→ **AIM**: Extract, exactly as written, all lines of the material below from the line that includes "The service SHOULD place a point on the interior" through its last line.

→ **RECORD LIST**:
========================================================================
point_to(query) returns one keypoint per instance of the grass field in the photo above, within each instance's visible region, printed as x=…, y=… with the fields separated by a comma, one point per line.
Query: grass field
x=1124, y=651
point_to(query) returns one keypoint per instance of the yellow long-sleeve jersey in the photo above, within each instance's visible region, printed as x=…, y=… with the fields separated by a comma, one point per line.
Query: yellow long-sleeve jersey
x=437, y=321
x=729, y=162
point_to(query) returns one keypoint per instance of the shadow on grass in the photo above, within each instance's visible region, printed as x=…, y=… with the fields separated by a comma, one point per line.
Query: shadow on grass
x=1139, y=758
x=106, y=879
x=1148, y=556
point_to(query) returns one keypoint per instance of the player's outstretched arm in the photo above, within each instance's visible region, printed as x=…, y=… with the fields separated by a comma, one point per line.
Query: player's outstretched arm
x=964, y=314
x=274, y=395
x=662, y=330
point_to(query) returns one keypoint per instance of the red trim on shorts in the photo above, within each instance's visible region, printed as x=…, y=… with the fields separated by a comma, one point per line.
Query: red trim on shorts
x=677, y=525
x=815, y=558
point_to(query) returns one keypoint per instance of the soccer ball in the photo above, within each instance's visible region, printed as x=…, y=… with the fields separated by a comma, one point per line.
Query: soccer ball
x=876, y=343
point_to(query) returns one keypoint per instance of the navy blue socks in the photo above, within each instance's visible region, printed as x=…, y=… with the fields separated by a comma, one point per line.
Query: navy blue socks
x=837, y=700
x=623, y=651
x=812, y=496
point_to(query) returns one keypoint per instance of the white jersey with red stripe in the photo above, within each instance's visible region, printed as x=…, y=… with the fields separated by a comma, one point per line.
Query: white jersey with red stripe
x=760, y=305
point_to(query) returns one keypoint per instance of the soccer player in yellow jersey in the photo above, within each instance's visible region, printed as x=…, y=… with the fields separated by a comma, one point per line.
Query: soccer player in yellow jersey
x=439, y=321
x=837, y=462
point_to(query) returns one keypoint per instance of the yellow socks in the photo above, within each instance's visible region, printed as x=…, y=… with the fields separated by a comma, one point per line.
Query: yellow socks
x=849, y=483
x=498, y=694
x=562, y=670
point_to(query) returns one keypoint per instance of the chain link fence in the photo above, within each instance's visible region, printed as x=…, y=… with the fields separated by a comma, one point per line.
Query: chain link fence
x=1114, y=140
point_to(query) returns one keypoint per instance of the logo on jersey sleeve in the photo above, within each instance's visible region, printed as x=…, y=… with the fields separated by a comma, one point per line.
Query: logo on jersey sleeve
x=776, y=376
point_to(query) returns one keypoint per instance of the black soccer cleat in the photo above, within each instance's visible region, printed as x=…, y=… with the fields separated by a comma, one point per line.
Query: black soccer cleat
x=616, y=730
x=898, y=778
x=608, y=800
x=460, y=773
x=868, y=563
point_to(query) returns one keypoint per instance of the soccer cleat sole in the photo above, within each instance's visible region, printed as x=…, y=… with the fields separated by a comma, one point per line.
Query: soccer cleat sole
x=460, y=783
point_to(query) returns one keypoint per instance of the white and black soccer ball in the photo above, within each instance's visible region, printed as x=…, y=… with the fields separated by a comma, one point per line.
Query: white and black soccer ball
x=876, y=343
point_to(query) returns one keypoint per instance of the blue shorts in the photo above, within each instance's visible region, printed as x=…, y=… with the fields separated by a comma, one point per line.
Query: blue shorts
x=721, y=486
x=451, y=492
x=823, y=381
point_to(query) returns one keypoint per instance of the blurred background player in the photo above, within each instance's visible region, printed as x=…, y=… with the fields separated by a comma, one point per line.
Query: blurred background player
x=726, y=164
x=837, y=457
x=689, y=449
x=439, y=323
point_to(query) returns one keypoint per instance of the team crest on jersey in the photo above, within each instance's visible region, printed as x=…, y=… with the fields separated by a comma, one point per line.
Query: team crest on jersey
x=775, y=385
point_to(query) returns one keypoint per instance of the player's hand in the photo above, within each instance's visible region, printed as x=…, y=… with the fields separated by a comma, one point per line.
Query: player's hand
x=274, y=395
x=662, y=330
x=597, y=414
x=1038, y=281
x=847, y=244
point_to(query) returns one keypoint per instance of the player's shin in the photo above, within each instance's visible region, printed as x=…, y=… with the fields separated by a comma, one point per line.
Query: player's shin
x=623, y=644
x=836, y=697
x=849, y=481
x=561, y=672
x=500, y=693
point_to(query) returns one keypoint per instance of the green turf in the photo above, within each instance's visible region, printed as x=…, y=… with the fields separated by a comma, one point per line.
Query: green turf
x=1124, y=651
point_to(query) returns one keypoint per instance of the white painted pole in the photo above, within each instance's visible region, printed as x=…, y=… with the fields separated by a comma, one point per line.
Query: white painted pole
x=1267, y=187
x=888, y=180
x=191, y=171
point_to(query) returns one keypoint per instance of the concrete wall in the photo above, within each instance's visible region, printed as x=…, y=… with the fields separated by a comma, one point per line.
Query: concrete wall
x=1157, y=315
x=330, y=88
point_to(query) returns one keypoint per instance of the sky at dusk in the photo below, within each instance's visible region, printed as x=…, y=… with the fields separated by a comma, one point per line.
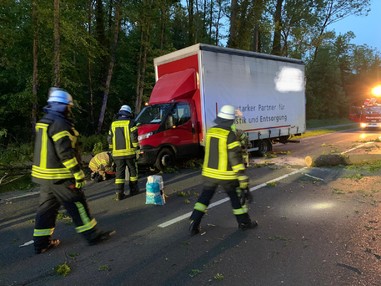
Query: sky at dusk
x=367, y=29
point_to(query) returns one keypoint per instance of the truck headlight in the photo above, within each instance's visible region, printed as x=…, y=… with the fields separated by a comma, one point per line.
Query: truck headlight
x=144, y=136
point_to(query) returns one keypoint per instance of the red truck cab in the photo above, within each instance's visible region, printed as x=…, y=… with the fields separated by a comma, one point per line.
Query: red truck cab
x=168, y=127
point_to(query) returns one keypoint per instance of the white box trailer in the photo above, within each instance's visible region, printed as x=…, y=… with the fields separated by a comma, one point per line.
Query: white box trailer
x=268, y=90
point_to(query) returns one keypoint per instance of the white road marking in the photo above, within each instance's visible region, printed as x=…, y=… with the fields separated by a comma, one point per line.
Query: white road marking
x=354, y=148
x=316, y=178
x=26, y=243
x=219, y=202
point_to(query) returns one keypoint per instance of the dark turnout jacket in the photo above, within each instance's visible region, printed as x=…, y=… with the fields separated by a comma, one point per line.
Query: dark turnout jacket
x=223, y=154
x=56, y=155
x=123, y=137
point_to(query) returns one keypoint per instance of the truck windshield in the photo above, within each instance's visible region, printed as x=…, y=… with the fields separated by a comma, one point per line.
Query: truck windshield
x=153, y=114
x=374, y=110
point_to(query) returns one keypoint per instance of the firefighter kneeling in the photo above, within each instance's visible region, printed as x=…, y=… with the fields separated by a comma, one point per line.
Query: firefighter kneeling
x=223, y=166
x=102, y=167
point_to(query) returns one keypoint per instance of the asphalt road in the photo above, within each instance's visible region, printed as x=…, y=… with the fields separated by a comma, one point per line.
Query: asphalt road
x=309, y=232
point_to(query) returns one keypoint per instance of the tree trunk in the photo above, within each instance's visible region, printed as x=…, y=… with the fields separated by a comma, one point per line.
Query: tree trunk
x=89, y=67
x=57, y=80
x=278, y=28
x=191, y=33
x=142, y=64
x=232, y=41
x=35, y=65
x=110, y=66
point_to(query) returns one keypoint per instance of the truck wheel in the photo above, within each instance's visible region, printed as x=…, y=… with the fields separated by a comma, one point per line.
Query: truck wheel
x=264, y=146
x=165, y=158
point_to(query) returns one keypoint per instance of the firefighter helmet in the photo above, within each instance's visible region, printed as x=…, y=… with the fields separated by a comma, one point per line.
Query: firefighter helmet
x=227, y=112
x=125, y=108
x=58, y=95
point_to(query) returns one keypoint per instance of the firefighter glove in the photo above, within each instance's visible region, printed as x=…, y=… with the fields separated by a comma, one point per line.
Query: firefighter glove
x=80, y=184
x=79, y=179
x=248, y=196
x=243, y=182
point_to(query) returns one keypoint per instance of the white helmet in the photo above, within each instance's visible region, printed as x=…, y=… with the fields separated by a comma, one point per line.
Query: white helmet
x=126, y=108
x=60, y=96
x=227, y=112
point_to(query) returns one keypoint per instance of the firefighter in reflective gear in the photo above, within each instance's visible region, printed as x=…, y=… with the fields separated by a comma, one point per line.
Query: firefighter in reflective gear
x=223, y=166
x=102, y=166
x=123, y=141
x=56, y=168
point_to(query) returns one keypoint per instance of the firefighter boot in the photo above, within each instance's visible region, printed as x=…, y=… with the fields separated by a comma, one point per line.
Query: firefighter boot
x=120, y=196
x=51, y=244
x=100, y=236
x=244, y=222
x=194, y=227
x=134, y=189
x=195, y=221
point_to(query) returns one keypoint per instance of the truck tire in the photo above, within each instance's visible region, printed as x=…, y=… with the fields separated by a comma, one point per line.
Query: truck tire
x=263, y=146
x=165, y=158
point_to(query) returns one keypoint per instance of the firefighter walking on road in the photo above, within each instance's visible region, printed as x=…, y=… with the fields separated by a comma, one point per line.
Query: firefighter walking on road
x=102, y=167
x=123, y=141
x=56, y=168
x=223, y=166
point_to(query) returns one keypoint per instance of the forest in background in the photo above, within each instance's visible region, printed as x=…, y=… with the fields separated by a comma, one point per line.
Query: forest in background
x=102, y=52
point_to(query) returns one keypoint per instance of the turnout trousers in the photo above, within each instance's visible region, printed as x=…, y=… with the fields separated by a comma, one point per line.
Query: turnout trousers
x=52, y=197
x=209, y=187
x=120, y=176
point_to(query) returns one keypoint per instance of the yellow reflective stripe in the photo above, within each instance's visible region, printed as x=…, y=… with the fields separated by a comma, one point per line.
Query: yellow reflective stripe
x=223, y=158
x=44, y=143
x=79, y=175
x=200, y=207
x=51, y=171
x=49, y=174
x=118, y=153
x=87, y=223
x=43, y=232
x=238, y=167
x=217, y=174
x=244, y=177
x=239, y=211
x=70, y=163
x=90, y=225
x=233, y=145
x=60, y=135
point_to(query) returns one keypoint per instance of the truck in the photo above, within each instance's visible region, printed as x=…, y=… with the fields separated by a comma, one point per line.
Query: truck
x=370, y=114
x=268, y=92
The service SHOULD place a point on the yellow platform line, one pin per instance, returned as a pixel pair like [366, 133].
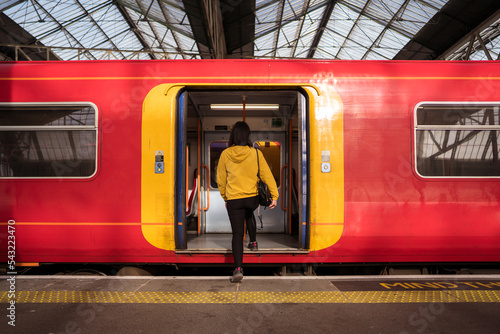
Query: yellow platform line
[253, 297]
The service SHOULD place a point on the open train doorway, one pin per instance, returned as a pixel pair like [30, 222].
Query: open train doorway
[277, 118]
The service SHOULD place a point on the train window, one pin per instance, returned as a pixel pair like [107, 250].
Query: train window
[48, 140]
[457, 140]
[272, 153]
[216, 149]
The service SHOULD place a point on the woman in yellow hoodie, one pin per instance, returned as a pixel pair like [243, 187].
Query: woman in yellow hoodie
[237, 181]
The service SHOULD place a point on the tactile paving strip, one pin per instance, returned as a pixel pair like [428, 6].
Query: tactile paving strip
[335, 297]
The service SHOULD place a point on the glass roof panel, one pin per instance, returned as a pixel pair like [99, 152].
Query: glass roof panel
[356, 29]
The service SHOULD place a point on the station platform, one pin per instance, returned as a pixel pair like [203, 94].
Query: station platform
[258, 304]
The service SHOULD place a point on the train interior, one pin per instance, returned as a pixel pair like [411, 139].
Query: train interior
[277, 121]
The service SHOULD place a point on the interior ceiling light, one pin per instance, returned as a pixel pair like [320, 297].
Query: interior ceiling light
[247, 106]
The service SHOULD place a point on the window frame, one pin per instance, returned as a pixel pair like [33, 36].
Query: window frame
[94, 127]
[416, 128]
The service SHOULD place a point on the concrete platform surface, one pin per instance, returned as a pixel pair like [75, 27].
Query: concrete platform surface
[289, 304]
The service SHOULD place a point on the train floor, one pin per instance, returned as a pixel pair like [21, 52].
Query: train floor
[267, 242]
[274, 304]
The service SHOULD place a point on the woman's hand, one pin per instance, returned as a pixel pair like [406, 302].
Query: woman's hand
[273, 204]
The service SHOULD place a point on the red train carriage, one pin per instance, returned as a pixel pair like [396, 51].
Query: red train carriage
[115, 161]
========================================================================
→ **TASK OUTPUT**:
The service SHOULD place a point on the interior ceiling light, one pin per instance, returned as a pixel pair like [320, 297].
Query: interior ceiling light
[247, 106]
The service SHOULD place a point on the window frame, one pin per instance, returned as a pixel pair like [33, 36].
Query: window frame
[94, 127]
[416, 128]
The service SHOULD place a point on the concrete platform surface, one pin per instance, returned as a pixel pair like [75, 27].
Query: concrete platform surface
[289, 304]
The service SHOULD place a point on the train floor, one pin per instance, returned as a pixel pair like [21, 52].
Query: train floor
[267, 242]
[274, 304]
The service SHOULD place a point on the woman's hand, one pin per instance, returned as a pixel pair like [406, 302].
Query: woman's hand
[273, 204]
The service SHOULD place a point on the red train carriage, one pin per instance, returned as a pixel pair like [396, 51].
Query: red train carriage
[115, 161]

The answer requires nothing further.